- THE PROBLEM
Render the lines of the records below, from the line with "Request = locate the crowd" to the line with "Target = man's white t-shirt" (both included), as a JSON list of strings with one string per line. Leave out blank lines.
:::
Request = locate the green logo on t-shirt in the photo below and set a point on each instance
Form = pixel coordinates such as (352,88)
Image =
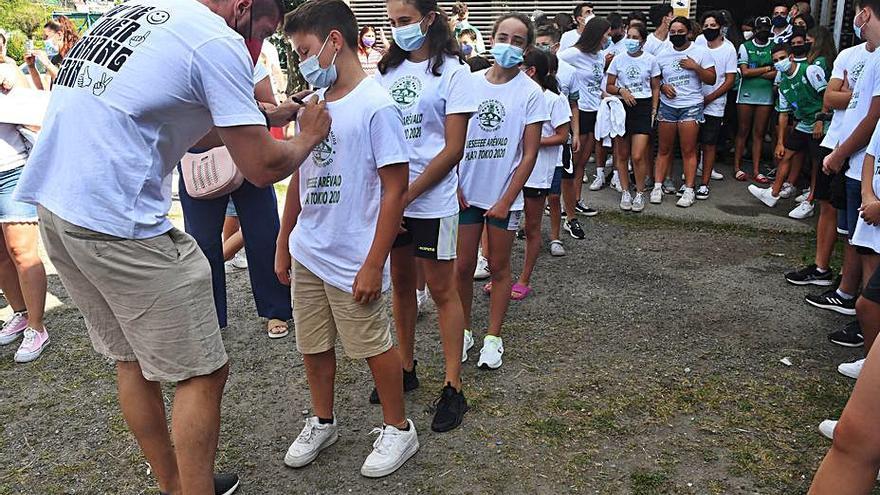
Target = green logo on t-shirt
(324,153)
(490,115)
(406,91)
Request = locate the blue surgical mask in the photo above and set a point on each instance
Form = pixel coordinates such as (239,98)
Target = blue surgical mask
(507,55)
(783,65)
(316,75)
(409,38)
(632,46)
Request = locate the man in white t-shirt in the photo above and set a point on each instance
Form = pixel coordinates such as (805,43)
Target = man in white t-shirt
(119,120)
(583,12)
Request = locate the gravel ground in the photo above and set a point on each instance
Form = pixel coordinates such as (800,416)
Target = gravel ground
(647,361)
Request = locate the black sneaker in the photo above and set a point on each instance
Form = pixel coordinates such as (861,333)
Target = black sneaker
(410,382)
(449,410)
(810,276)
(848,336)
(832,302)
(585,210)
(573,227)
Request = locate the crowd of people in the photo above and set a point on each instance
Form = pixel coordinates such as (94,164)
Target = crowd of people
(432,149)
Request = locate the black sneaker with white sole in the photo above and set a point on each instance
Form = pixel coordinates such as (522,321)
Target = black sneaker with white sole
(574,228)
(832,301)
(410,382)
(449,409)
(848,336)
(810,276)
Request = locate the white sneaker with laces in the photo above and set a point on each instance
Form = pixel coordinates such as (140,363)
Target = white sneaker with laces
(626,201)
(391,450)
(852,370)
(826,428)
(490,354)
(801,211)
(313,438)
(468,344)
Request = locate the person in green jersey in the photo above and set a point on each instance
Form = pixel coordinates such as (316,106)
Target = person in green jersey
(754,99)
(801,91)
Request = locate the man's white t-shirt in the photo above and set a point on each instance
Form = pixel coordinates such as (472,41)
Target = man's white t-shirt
:::
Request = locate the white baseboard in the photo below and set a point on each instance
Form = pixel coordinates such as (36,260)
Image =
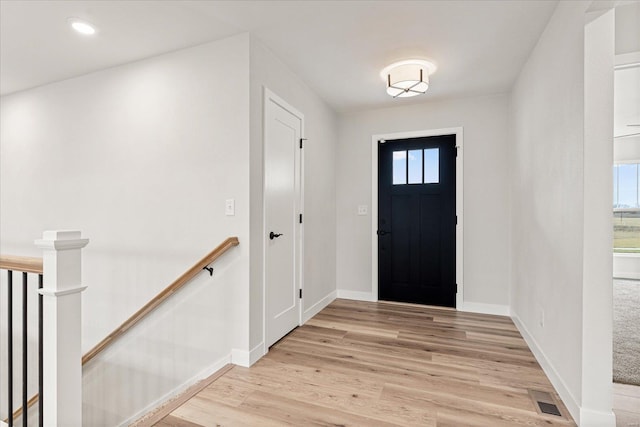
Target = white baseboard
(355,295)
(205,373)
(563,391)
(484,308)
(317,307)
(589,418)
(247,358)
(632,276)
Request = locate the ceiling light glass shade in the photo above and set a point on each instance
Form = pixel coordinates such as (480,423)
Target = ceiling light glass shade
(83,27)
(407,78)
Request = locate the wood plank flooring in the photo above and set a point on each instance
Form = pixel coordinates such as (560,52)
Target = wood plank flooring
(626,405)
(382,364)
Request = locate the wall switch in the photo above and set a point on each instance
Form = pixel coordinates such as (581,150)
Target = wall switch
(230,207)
:::
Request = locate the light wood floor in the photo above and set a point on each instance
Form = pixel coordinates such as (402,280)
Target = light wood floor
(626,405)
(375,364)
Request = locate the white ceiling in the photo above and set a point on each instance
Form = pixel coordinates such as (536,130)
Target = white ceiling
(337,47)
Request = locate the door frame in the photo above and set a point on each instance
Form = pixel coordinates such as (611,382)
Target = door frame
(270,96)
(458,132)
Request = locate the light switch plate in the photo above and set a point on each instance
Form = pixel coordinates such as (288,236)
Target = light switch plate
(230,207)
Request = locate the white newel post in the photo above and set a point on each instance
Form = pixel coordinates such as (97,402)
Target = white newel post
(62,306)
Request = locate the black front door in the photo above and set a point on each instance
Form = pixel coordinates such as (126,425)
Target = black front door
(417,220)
:::
- SOLUTION TO THE PROBLEM
[
  "Request = locate the crowd of people in the photo above and set a point on each instance",
  "Form = pixel coordinates such as (94,164)",
  "Target = crowd of people",
  "(432,149)",
  "Request = locate the black sneaker with white sole in the photo above and set a point on each instance",
  "Form = pixel coordinates such as (522,321)",
  "Target = black sneaker with white sole",
  "(574,228)",
  "(832,301)",
  "(410,382)",
  "(449,409)",
  "(848,336)",
  "(810,276)",
  "Request = locate the white sneaker with laces in the photo above and set a point on each instance",
  "Form = pixel coordinates such as (140,363)",
  "Target = white sneaker with laces",
  "(626,201)",
  "(391,450)",
  "(852,370)",
  "(826,428)",
  "(490,354)",
  "(801,211)",
  "(313,438)",
  "(468,344)",
  "Request = locate the person in green jersey in the photo above and set a point on each instance",
  "Form = pixel coordinates such as (316,106)",
  "Target = person in green jersey",
  "(754,99)",
  "(801,91)",
  "Request = locate the man's white t-shirt in the photo above and set a point on each instance",
  "Form = pixel coordinates such as (472,41)",
  "Target = man's white t-shirt"
]